>> BEGIN

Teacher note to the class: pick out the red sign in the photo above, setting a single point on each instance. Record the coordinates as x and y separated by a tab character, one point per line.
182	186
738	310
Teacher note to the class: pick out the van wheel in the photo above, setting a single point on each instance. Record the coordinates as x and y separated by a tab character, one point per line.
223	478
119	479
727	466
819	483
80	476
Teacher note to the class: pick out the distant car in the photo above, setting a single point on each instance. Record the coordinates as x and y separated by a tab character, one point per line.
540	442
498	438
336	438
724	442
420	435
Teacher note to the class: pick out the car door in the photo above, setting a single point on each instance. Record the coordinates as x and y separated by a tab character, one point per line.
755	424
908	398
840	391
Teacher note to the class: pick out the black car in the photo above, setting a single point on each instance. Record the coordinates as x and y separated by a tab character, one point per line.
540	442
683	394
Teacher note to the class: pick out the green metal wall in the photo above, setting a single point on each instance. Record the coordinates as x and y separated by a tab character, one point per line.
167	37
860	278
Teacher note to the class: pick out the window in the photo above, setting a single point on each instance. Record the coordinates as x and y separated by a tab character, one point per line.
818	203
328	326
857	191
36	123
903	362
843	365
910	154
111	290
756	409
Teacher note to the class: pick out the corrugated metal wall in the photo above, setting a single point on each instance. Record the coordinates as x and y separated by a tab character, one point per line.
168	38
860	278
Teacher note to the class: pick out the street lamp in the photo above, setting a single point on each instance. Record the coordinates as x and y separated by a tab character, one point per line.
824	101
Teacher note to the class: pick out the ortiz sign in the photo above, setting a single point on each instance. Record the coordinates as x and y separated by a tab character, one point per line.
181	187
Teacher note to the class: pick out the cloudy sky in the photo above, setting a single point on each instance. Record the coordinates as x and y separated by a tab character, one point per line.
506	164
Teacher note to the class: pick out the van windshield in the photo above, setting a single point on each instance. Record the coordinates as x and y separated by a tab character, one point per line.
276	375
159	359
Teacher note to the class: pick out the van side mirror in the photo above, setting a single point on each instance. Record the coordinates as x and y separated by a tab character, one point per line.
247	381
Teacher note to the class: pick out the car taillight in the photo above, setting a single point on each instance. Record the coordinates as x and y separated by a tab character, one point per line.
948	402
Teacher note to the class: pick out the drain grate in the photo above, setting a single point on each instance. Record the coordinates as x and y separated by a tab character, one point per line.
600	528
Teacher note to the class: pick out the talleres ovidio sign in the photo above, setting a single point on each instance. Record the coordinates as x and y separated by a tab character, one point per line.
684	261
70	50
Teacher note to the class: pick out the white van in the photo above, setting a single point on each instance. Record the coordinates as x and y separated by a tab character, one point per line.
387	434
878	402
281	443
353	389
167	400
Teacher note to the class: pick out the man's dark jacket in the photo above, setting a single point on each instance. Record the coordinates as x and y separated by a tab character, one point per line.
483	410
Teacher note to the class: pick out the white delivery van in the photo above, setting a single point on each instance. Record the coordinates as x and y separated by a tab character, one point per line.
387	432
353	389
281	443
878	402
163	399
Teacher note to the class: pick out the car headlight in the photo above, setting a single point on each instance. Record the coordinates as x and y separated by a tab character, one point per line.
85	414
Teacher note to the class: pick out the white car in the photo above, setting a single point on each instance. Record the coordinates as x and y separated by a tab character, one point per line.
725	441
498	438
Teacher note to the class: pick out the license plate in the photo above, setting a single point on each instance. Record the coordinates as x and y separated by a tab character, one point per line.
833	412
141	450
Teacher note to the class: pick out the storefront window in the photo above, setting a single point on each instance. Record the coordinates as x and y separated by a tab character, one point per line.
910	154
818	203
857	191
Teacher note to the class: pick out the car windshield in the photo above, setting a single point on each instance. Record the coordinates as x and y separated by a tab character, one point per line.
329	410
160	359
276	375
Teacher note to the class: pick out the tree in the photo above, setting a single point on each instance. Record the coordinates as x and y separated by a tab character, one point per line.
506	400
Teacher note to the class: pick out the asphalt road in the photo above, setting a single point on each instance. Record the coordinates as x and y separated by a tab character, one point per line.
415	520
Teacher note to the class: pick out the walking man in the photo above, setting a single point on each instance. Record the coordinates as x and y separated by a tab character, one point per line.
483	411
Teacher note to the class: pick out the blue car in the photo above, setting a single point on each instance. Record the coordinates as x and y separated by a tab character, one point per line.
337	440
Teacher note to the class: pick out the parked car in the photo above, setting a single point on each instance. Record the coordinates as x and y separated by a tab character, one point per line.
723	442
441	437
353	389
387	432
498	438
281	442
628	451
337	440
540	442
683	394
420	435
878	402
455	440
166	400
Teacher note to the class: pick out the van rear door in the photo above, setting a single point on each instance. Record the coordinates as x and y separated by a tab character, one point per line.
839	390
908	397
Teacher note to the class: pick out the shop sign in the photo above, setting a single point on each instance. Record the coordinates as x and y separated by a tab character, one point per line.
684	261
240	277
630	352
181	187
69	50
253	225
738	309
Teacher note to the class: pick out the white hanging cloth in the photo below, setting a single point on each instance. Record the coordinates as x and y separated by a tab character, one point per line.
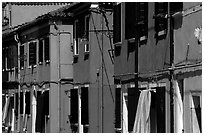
178	109
34	105
142	118
194	122
125	116
5	110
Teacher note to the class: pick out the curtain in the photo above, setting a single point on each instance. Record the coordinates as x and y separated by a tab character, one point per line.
194	122
125	116
178	109
142	118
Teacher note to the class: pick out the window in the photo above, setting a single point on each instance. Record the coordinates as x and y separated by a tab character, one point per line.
176	6
84	106
32	53
87	27
76	45
130	20
133	97
47	49
161	10
118	108
86	47
74	106
142	20
3	59
21	56
196	111
40	51
117	23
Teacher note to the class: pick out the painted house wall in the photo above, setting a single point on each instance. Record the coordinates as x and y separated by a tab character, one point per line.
85	71
18	15
189	51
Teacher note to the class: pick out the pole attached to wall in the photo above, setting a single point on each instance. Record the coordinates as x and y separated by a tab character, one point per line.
170	20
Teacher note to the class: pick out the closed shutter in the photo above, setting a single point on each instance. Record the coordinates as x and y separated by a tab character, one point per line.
27	101
84	106
130	20
21	56
74	106
40	51
117	23
47	49
161	10
118	108
32	53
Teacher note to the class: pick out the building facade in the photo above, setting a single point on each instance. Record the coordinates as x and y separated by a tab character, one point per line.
99	67
152	67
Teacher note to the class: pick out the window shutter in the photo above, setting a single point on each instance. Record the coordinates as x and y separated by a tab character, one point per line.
32	53
74	106
27	101
40	51
118	108
47	49
84	106
117	23
21	56
161	9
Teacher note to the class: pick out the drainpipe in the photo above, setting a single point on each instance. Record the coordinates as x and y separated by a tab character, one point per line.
171	32
16	37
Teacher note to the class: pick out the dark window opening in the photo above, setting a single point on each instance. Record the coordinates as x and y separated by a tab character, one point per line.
84	106
21	102
76	36
142	20
47	49
176	7
22	57
130	20
32	53
27	102
161	10
40	51
117	23
157	111
87	27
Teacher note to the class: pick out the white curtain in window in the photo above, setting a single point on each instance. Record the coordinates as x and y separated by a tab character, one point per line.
142	118
194	119
5	110
125	116
178	109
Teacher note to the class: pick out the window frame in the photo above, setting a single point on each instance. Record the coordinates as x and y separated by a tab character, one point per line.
43	42
47	61
28	61
76	43
121	20
163	21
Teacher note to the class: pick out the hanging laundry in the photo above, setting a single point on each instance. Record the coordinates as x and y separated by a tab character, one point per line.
194	122
142	118
178	109
5	110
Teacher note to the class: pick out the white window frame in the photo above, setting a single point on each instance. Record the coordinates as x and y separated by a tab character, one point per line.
28	60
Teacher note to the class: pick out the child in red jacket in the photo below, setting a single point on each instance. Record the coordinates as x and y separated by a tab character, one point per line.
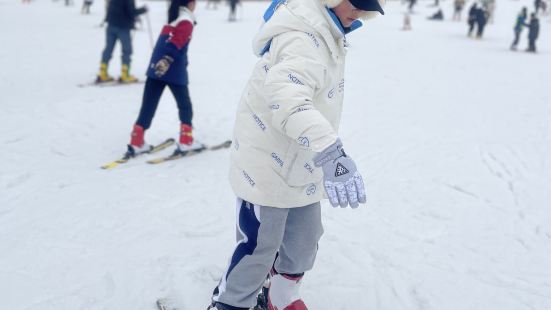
168	67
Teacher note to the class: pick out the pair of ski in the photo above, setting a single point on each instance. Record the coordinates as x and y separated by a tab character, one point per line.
159	147
167	304
116	82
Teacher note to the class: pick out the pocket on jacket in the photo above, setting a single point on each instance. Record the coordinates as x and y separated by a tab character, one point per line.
300	170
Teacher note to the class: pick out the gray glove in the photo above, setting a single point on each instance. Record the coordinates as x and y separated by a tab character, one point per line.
342	181
162	66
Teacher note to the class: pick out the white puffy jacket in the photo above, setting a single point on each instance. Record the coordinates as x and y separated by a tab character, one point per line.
291	107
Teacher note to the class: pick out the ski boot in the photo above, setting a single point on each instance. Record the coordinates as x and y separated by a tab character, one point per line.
103	76
126	77
137	144
187	143
283	293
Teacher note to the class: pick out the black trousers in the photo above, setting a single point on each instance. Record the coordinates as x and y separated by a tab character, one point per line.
531	45
517	37
152	94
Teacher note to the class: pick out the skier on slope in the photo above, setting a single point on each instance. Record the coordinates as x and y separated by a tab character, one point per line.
168	67
519	26
121	16
287	153
533	32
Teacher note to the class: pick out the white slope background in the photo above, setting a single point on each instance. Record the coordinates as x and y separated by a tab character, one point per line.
452	135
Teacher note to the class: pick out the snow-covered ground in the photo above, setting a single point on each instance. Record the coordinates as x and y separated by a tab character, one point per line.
453	137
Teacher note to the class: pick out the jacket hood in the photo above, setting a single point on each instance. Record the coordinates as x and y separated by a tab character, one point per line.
311	16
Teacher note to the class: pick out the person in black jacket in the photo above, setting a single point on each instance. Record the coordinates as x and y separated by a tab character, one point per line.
121	15
533	32
519	25
471	20
481	20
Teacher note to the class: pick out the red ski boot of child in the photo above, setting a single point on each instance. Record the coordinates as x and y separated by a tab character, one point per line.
284	292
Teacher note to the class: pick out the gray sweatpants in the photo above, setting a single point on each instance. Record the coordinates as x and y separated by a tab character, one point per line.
262	234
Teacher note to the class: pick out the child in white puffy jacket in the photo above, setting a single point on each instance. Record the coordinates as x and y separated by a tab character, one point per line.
287	155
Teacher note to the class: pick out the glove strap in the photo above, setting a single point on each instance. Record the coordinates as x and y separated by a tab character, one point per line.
332	152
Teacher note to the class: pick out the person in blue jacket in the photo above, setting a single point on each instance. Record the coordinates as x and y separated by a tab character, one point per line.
519	26
168	67
121	16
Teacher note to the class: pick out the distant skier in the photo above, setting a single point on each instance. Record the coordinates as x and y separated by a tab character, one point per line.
168	67
411	5
471	20
489	8
481	20
287	150
458	9
121	16
533	32
407	22
439	15
233	7
519	26
537	6
86	4
213	3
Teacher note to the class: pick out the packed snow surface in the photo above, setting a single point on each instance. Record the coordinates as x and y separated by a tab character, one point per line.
452	135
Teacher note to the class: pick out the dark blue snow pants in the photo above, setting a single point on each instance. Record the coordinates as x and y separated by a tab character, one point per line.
152	94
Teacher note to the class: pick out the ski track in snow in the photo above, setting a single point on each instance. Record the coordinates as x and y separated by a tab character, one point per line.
452	135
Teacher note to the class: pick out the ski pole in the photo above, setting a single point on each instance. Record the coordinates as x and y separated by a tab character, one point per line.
149	29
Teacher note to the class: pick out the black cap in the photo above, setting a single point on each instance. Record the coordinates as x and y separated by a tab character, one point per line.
368	5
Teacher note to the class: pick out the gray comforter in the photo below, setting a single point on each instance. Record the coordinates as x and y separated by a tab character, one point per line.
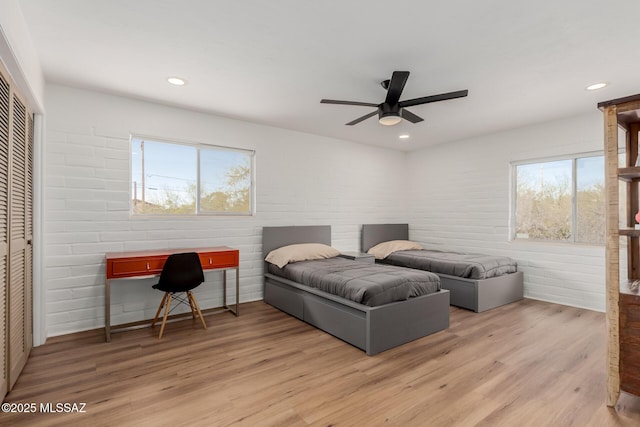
470	266
364	283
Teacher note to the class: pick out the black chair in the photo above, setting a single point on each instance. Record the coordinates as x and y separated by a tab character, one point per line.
181	273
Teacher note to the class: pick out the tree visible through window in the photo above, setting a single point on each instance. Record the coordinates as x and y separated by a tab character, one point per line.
179	179
561	200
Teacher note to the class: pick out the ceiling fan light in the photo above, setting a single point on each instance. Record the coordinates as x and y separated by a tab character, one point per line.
390	120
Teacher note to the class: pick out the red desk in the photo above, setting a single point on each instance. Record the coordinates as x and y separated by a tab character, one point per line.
127	265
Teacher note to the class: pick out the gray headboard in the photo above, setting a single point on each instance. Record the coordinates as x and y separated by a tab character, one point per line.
372	234
276	237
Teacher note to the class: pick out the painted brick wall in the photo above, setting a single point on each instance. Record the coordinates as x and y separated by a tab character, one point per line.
457	198
460	200
301	180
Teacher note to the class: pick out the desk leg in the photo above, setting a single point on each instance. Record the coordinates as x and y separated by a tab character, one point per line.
237	313
107	311
224	292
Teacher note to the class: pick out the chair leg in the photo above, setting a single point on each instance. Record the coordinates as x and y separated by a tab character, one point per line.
193	311
195	303
155	319
166	313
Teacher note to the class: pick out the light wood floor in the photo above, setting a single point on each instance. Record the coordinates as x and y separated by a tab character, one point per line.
526	364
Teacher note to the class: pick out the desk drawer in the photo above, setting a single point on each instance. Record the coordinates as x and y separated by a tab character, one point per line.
219	259
135	267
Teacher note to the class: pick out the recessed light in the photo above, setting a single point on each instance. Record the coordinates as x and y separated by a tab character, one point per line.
177	81
596	86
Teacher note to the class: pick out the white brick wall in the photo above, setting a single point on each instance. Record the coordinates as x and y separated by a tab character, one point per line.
301	179
460	200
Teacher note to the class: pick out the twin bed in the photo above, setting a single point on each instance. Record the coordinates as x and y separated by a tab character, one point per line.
381	318
477	282
404	296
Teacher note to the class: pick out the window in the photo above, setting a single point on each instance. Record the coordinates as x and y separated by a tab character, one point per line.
560	200
170	178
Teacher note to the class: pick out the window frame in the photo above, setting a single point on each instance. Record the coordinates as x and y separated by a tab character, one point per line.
574	189
198	146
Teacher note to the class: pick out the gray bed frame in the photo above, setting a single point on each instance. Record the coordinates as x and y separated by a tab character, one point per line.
372	329
473	294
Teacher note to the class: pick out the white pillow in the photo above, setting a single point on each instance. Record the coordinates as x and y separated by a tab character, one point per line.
384	249
300	252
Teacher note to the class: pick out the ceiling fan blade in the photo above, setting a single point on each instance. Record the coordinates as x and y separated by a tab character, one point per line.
433	98
359	119
396	85
334	101
408	115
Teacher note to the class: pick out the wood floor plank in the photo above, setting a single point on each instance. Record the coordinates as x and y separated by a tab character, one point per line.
527	363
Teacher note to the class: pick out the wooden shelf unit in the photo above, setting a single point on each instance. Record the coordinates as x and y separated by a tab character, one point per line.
623	303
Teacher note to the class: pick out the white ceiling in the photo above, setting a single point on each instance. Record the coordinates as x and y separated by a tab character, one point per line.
271	62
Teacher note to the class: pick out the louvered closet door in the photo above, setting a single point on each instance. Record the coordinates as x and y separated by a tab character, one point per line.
4	214
19	288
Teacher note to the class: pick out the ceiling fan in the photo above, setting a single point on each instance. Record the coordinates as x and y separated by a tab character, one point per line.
392	110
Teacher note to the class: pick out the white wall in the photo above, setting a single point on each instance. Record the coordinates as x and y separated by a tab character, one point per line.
18	54
301	180
459	199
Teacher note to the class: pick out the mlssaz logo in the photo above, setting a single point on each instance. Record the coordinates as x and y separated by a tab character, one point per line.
63	407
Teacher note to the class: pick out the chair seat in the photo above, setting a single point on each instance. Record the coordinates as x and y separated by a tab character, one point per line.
182	272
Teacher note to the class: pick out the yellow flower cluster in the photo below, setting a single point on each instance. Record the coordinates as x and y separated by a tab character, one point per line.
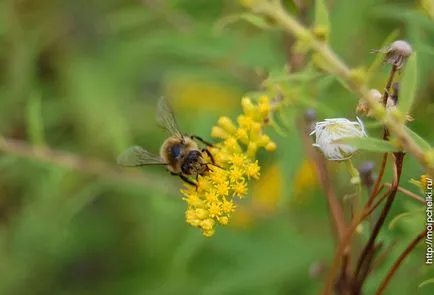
213	200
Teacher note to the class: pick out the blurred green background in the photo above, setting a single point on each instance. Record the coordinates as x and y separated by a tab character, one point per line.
84	77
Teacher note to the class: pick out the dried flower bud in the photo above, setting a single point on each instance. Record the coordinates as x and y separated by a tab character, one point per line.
310	119
397	53
366	170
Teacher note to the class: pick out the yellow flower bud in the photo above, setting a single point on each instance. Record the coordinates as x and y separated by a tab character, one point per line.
242	135
227	124
201	213
263	140
248	107
232	145
251	150
207	224
219	133
255	132
208	233
223	220
270	147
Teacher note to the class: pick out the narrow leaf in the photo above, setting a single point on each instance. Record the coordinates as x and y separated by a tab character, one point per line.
321	14
35	125
418	139
251	18
375	65
397	218
369	144
407	93
426	282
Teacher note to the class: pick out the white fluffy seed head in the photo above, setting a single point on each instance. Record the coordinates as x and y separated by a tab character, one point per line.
329	131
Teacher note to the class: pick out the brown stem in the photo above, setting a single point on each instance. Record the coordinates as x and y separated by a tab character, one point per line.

>> END

■ Task:
Repeat exactly the lines above from the line that contains "Teacher note to the class: pick out the narrow" through the end. Include both of these ends; leave out everything else.

■ Complete answer:
Teacher note to the class: pick out the narrow leaf in the photo above, setting a single point on each instance. Record the coordinates as x and y separated by a tab character, one point per line.
321	14
35	125
418	139
251	18
375	65
397	218
369	144
407	93
426	282
Teacher note to the class: pick out the white fluffy seed head in the photo above, setting a single point on each instance. Record the coordinates as x and y separated by a tab character, one point per line.
329	131
Teacher note to the class: pick out the brown stem in the photo above, setting a single point on each instance. Record the coordinates as x and y separated by a tab character, one point per line.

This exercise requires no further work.